Please copy every record below exactly, leaving out the pictures.

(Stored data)
......

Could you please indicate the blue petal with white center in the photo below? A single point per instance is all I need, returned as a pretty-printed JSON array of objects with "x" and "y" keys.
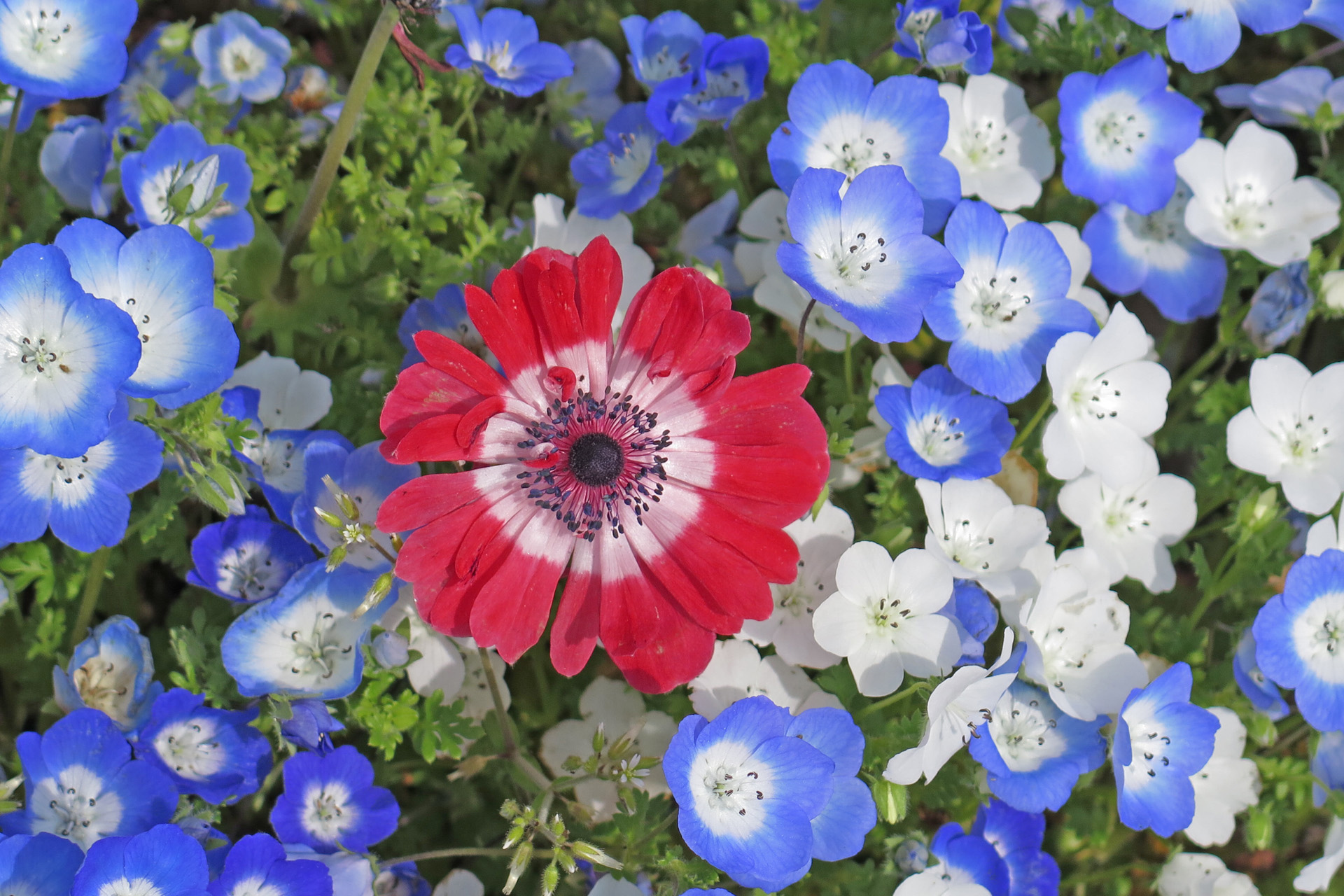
[
  {"x": 748, "y": 792},
  {"x": 866, "y": 255},
  {"x": 65, "y": 49},
  {"x": 505, "y": 49},
  {"x": 258, "y": 865},
  {"x": 179, "y": 158},
  {"x": 1161, "y": 739},
  {"x": 1018, "y": 836},
  {"x": 1297, "y": 638},
  {"x": 839, "y": 120},
  {"x": 1032, "y": 752},
  {"x": 668, "y": 48},
  {"x": 111, "y": 671},
  {"x": 246, "y": 558},
  {"x": 81, "y": 783},
  {"x": 38, "y": 865},
  {"x": 368, "y": 477},
  {"x": 214, "y": 754},
  {"x": 331, "y": 804},
  {"x": 84, "y": 498},
  {"x": 1156, "y": 255},
  {"x": 1009, "y": 307},
  {"x": 239, "y": 59},
  {"x": 622, "y": 172},
  {"x": 162, "y": 862},
  {"x": 166, "y": 281},
  {"x": 940, "y": 429},
  {"x": 62, "y": 359},
  {"x": 1121, "y": 133},
  {"x": 305, "y": 641}
]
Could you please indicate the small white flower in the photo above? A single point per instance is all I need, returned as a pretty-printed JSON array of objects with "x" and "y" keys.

......

TASK ANSWER.
Could you please indicate the blue petal with white center in the photo below? A single point per instance is all I need, returned as a pretty-printed JSON array of objects with "x" and "y" keys.
[
  {"x": 748, "y": 792},
  {"x": 866, "y": 255},
  {"x": 65, "y": 49},
  {"x": 505, "y": 49},
  {"x": 258, "y": 865},
  {"x": 179, "y": 158},
  {"x": 1161, "y": 739},
  {"x": 1018, "y": 836},
  {"x": 1297, "y": 638},
  {"x": 839, "y": 120},
  {"x": 1032, "y": 752},
  {"x": 668, "y": 48},
  {"x": 111, "y": 671},
  {"x": 246, "y": 558},
  {"x": 81, "y": 783},
  {"x": 38, "y": 865},
  {"x": 368, "y": 477},
  {"x": 214, "y": 754},
  {"x": 331, "y": 804},
  {"x": 84, "y": 498},
  {"x": 1156, "y": 255},
  {"x": 1009, "y": 307},
  {"x": 239, "y": 59},
  {"x": 622, "y": 172},
  {"x": 162, "y": 862},
  {"x": 166, "y": 281},
  {"x": 940, "y": 429},
  {"x": 62, "y": 359},
  {"x": 1121, "y": 133},
  {"x": 305, "y": 641}
]
Could you please indicate the small white flower in the photo above? A single point per instance is all I need, returned as a pretty-printed JSON array of objects with "x" and "y" keys.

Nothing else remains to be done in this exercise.